### Consignes
[1] Répondez à ces questions d'après la critique :
(a) En quelle année Tokyo Alien Bros. a-t-il été publié ?
(b) Dans quel magazine la série a-t-elle été lancée en avril 2018 ?
(c) Quel tome de Mauvaise Herbe doit paraître dans son pays d'origine la semaine suivante ?
[2] Recopiez mot pour mot le passage de la critique commençant par "Mauvaise Herbe Vol.1 : Critiques" et se terminant par "début d'année 2020.".

### Texte
------------
Mauvaise Herbe Vol.1 - Actualité manga
Mauvaise Herbe Vol.1 - Manga

Mauvaise Herbe Vol.1 : Critiques

Nora to Zassô

Critique du volume manga

Publiée le Vendredi, 17 Janvier 2020

Devenu un auteur très important du catalogue du Lézard Noir à partir de la publication de l'excellent Tokyo Alien Bros. en 2017, Keigo Shinzo a ensuite régulièrement fait l'actualité chez l'éditeur, avec sa venue au FIBD d'Angoulême en janvier 2018, puis la publication cette même année de deux autres de ses livres, le recueil Holiday Junction et le one-shot L'auto-école du collège Moriyama. Et depuis, on guette toujours avec intérêt son retour. Ainsi, en attendant toujours Bokura no funkasai dont l'acquisition fut annoncée dès mai 2018, c'est la série la plus récente du mangaka qui nous arrive en France en ce début d'année 2020.

Lancée en avril 2018 sous le titre Naro to Zasso dans le magazine Morning Two des éditions Kôdansha (une première pour l'auteur qui jusque-là, hormis pour quelques histoires courtes, était toujours fidèle à Shôgakukan), Mauvaise Herbe est une oeuvre toujours en cours dont le 3e tome paraîtra dans son pays d'origine la semaine prochaine, et qui voit l'auteur rester fidèle à son goût pour les portrait de société, mais cette fois-ci dans des tonalités beaucoup plus sombres...
------------
### Extraits de données
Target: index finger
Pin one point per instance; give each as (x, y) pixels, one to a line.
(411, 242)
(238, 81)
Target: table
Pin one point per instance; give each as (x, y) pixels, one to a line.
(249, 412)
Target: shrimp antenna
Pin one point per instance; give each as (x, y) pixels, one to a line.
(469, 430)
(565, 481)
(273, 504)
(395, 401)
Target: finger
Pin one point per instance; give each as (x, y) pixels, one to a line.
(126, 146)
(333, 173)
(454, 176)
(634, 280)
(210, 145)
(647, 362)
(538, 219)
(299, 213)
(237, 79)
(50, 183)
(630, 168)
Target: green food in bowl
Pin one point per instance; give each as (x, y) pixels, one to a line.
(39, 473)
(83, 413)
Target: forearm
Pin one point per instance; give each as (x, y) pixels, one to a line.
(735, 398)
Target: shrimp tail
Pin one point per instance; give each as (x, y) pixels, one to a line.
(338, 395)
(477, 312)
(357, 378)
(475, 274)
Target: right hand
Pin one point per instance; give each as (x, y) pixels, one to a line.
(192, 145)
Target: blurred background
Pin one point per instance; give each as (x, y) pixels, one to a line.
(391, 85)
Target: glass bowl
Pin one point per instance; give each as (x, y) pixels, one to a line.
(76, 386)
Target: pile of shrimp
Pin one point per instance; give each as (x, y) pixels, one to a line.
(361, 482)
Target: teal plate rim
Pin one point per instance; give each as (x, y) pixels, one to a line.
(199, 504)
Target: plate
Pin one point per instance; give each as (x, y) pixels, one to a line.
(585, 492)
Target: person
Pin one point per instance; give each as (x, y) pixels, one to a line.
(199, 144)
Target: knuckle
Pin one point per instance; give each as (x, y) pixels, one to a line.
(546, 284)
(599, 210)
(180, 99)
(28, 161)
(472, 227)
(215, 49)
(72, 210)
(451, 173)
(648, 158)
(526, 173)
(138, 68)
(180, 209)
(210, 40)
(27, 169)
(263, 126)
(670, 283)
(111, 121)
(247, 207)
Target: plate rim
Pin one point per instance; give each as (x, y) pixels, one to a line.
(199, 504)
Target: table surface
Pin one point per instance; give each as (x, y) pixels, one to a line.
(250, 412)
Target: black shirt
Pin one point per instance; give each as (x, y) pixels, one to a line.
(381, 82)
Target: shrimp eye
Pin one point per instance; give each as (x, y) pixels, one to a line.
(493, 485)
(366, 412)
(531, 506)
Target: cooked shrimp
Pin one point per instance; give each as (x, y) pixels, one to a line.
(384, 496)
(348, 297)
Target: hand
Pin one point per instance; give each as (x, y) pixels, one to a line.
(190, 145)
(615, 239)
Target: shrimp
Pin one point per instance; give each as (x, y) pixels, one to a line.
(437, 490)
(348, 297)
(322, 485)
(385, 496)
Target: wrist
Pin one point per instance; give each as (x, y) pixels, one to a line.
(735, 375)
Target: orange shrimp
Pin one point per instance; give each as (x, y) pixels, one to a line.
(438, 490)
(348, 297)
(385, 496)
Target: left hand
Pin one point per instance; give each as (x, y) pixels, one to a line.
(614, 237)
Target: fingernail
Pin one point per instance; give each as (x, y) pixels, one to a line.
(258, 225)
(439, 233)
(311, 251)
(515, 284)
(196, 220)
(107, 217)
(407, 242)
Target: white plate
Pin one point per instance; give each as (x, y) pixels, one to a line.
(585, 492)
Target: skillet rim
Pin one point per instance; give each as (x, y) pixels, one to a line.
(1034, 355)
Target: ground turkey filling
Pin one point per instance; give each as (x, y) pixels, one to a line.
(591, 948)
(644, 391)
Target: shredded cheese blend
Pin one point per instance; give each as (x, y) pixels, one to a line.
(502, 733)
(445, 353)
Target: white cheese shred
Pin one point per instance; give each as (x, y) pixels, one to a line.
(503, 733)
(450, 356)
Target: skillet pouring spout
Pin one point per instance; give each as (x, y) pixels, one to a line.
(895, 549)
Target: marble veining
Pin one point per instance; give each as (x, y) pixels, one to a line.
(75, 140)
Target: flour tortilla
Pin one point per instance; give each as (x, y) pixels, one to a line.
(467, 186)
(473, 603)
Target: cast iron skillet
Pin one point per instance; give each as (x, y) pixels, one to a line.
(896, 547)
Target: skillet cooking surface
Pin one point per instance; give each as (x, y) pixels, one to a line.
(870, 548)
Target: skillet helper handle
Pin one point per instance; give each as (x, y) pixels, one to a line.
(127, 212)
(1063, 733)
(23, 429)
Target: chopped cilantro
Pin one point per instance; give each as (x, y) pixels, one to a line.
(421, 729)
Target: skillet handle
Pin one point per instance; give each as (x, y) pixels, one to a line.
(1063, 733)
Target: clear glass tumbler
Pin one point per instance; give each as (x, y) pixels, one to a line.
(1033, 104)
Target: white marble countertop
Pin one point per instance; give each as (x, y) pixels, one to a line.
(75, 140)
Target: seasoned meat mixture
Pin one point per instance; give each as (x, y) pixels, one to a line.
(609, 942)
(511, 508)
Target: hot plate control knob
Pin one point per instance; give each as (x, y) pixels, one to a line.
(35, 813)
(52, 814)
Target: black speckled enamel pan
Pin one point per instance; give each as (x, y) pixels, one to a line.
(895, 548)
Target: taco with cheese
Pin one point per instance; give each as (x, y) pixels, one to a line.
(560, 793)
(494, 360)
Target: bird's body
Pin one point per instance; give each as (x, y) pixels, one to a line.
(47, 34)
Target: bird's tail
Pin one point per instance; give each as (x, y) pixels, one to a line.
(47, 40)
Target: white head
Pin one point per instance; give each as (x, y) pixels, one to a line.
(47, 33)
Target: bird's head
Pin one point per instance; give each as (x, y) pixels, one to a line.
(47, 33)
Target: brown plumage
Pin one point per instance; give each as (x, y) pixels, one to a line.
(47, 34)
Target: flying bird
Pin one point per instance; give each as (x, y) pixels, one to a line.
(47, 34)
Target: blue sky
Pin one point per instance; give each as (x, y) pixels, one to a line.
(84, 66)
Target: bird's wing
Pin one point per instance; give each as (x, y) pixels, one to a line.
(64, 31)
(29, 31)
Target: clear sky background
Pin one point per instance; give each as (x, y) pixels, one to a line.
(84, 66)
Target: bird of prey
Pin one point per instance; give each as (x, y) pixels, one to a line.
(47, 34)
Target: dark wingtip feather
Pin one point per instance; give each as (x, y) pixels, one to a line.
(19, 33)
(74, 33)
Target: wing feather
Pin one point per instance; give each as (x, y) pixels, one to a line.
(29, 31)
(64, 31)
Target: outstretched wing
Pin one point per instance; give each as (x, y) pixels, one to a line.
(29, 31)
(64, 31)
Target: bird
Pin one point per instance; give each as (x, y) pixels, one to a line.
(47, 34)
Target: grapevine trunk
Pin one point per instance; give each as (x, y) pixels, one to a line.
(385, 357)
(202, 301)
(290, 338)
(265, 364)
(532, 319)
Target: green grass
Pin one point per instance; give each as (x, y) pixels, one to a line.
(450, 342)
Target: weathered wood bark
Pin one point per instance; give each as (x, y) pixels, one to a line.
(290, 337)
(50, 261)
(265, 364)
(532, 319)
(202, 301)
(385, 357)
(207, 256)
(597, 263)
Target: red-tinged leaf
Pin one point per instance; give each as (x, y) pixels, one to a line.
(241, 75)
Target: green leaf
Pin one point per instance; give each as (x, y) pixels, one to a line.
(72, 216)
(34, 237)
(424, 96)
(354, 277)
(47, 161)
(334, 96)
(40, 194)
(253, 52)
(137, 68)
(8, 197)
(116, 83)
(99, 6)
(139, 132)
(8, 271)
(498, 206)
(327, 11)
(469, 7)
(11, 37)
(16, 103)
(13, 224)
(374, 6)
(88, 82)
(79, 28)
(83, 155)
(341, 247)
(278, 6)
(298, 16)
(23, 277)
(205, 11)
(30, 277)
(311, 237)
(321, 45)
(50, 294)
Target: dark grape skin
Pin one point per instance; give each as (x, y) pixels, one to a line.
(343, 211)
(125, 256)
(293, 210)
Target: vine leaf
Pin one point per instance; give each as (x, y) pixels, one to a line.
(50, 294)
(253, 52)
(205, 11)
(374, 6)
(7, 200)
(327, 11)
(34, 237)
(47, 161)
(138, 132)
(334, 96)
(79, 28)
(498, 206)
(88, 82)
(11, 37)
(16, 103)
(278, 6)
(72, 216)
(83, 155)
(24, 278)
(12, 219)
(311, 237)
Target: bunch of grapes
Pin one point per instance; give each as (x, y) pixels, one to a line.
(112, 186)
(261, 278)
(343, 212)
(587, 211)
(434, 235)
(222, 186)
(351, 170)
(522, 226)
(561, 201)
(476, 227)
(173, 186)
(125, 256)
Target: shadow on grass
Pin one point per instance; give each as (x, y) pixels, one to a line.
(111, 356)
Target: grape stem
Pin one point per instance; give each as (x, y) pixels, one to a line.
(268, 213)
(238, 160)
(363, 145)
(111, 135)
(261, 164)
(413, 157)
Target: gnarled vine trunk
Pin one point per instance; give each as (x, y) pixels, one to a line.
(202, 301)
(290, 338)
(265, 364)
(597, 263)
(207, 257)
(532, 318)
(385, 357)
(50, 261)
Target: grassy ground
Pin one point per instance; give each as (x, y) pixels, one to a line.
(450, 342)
------------
### Réponses fournies
[1]
(a) En 2017.
(b) Dans le magazine Morning Two des éditions Kôdansha.
(c) Le 3e tome.

[2]
Mauvaise Herbe Vol.1 : Critiques

Nora to Zassô

Critique du volume manga

Publiée le Vendredi, 17 Janvier 2020

Devenu un auteur très important du catalogue du Lézard Noir à partir de la publication de l'excellent Tokyo Alien Bros. en 2017, Keigo Shinzo a ensuite régulièrement fait l'actualité chez l'éditeur, avec sa venue au FIBD d'Angoulême en janvier 2018, puis la publication cette même année de deux autres de ses livres, le recueil Holiday Junction et le one-shot L'auto-école du collège Moriyama. Et depuis, on guette toujours avec intérêt son retour. Ainsi, en attendant toujours Bokura no funkasai dont l'acquisition fut annoncée dès mai 2018, c'est la série la plus récente du mangaka qui nous arrive en France en ce début d'année 2020.